● **Written request**
List every line in the rows below that contains the word "face".

● **Provided entries**

■ ■ ■ ■

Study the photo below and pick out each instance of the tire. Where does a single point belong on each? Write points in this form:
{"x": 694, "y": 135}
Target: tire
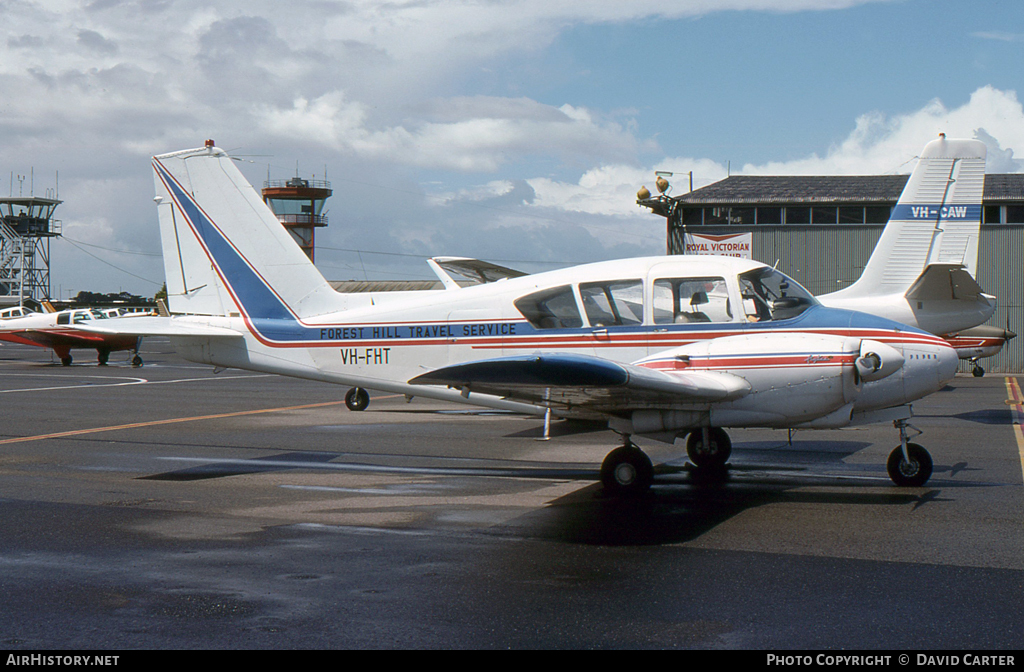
{"x": 627, "y": 470}
{"x": 909, "y": 474}
{"x": 714, "y": 456}
{"x": 357, "y": 400}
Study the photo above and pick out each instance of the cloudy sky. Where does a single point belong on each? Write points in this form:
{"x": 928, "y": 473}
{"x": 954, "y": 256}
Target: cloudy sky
{"x": 513, "y": 130}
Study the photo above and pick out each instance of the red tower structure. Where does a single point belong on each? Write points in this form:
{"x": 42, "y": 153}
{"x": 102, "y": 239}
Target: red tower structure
{"x": 298, "y": 204}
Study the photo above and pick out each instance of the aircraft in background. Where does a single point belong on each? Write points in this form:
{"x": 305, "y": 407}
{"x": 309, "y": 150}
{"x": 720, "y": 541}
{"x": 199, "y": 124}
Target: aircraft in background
{"x": 923, "y": 268}
{"x": 922, "y": 271}
{"x": 61, "y": 331}
{"x": 978, "y": 343}
{"x": 667, "y": 347}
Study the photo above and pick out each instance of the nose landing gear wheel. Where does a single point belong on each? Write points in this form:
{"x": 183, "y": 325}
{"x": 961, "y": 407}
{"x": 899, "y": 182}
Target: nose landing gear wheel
{"x": 627, "y": 470}
{"x": 912, "y": 473}
{"x": 357, "y": 399}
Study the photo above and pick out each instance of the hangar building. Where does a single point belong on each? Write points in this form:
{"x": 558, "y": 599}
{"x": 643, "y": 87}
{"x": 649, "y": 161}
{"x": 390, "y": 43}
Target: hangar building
{"x": 821, "y": 229}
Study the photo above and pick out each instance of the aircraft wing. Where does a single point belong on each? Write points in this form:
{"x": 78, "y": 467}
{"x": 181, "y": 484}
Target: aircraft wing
{"x": 594, "y": 383}
{"x": 944, "y": 281}
{"x": 51, "y": 338}
{"x": 155, "y": 326}
{"x": 475, "y": 269}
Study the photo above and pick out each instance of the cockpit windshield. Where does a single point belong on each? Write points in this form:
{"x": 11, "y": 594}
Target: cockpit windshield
{"x": 770, "y": 295}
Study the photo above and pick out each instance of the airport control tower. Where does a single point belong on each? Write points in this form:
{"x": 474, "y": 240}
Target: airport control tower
{"x": 299, "y": 206}
{"x": 27, "y": 225}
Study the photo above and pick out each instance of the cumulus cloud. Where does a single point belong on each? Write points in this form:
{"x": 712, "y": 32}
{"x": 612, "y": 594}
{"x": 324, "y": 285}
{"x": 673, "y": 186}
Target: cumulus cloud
{"x": 93, "y": 88}
{"x": 475, "y": 134}
{"x": 878, "y": 144}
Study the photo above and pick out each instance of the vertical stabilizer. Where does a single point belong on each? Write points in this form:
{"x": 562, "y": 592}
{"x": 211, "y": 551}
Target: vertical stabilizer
{"x": 936, "y": 220}
{"x": 224, "y": 251}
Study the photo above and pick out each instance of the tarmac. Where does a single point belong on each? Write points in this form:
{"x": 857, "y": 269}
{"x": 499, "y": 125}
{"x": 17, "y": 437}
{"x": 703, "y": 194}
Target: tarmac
{"x": 171, "y": 507}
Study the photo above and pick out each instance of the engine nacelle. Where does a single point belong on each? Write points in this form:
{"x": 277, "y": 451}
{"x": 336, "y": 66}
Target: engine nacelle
{"x": 878, "y": 361}
{"x": 794, "y": 377}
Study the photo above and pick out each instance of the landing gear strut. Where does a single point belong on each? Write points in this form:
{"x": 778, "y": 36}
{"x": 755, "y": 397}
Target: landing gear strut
{"x": 627, "y": 470}
{"x": 909, "y": 465}
{"x": 709, "y": 447}
{"x": 357, "y": 399}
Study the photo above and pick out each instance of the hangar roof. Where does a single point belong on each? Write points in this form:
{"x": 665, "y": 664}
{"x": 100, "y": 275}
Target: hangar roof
{"x": 832, "y": 189}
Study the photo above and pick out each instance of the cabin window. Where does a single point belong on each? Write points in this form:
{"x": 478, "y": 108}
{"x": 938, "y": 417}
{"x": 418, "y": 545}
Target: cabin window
{"x": 551, "y": 308}
{"x": 613, "y": 303}
{"x": 684, "y": 300}
{"x": 769, "y": 294}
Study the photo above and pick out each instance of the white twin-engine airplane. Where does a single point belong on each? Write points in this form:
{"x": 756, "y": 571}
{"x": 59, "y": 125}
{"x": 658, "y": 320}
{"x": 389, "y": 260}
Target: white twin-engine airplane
{"x": 666, "y": 347}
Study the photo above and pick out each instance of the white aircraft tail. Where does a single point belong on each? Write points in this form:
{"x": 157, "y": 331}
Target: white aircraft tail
{"x": 224, "y": 250}
{"x": 936, "y": 221}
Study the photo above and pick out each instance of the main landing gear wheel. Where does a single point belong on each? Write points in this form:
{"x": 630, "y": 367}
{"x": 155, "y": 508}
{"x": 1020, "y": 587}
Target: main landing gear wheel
{"x": 627, "y": 470}
{"x": 713, "y": 455}
{"x": 912, "y": 473}
{"x": 357, "y": 399}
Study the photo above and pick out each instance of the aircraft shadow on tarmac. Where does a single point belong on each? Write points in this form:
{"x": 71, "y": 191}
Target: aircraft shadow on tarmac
{"x": 682, "y": 505}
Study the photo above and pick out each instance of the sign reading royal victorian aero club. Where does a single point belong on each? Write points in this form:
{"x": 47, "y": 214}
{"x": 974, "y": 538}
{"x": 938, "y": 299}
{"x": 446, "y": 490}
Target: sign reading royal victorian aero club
{"x": 732, "y": 245}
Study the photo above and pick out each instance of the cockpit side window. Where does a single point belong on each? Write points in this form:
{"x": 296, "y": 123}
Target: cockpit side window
{"x": 613, "y": 303}
{"x": 551, "y": 308}
{"x": 682, "y": 300}
{"x": 769, "y": 294}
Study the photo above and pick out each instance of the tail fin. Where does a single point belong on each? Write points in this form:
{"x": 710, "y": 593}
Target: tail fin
{"x": 937, "y": 220}
{"x": 224, "y": 251}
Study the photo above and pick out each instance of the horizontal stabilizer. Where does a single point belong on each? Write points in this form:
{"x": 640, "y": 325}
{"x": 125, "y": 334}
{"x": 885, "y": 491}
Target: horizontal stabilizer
{"x": 152, "y": 326}
{"x": 585, "y": 381}
{"x": 944, "y": 282}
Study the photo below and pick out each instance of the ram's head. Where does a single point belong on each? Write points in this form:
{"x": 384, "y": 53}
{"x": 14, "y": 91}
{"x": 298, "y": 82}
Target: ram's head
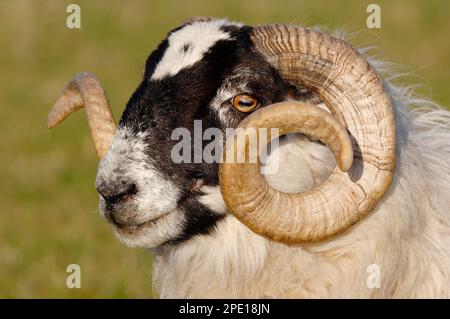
{"x": 229, "y": 75}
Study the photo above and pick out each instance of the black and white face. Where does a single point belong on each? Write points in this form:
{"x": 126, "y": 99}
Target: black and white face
{"x": 194, "y": 74}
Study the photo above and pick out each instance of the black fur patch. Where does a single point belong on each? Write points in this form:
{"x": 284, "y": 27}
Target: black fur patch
{"x": 160, "y": 106}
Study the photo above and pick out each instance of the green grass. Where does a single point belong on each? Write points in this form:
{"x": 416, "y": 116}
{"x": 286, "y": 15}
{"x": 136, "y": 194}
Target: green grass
{"x": 48, "y": 211}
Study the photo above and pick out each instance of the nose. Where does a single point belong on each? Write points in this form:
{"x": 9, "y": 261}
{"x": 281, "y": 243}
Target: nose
{"x": 117, "y": 191}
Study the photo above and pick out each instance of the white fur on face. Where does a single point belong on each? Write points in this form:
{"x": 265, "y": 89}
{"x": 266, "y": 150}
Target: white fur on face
{"x": 188, "y": 46}
{"x": 152, "y": 211}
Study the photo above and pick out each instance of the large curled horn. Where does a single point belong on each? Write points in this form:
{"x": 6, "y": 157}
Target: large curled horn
{"x": 354, "y": 93}
{"x": 84, "y": 90}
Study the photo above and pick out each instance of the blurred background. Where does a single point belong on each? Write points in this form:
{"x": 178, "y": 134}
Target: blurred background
{"x": 48, "y": 204}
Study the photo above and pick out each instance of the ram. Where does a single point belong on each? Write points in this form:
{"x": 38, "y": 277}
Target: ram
{"x": 359, "y": 204}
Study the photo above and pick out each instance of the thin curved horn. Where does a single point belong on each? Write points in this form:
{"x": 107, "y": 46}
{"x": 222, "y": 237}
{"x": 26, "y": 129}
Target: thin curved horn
{"x": 354, "y": 93}
{"x": 84, "y": 90}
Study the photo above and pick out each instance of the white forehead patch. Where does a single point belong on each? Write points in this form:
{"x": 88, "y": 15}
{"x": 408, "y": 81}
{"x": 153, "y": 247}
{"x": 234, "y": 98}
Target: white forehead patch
{"x": 188, "y": 45}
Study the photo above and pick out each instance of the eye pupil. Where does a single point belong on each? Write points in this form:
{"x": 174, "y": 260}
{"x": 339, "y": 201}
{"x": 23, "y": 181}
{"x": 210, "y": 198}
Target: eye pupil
{"x": 245, "y": 103}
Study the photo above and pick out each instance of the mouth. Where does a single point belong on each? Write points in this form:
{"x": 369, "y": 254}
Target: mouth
{"x": 130, "y": 227}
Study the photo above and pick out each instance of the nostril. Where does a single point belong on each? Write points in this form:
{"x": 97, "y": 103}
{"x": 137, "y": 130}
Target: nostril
{"x": 114, "y": 194}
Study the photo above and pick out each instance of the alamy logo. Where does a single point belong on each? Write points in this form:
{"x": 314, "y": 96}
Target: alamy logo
{"x": 374, "y": 19}
{"x": 74, "y": 278}
{"x": 207, "y": 146}
{"x": 73, "y": 20}
{"x": 373, "y": 280}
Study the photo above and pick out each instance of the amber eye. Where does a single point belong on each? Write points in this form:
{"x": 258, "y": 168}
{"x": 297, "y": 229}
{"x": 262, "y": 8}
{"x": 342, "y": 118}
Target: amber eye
{"x": 245, "y": 103}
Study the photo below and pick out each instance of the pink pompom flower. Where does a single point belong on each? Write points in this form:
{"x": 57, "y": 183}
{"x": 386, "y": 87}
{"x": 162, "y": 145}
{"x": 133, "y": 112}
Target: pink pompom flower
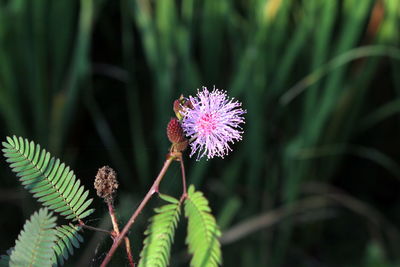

■ ■ ■ ■

● **Answer to this exercise**
Study the photo above and pick out each instance of the black and white face. Where does a single point belong on each? Write points in this form:
Target: black and white face
Study the photo above and pick out each instance of the white fur on face. Where does a single point belong on each? Write points in this form:
Target: white fur on face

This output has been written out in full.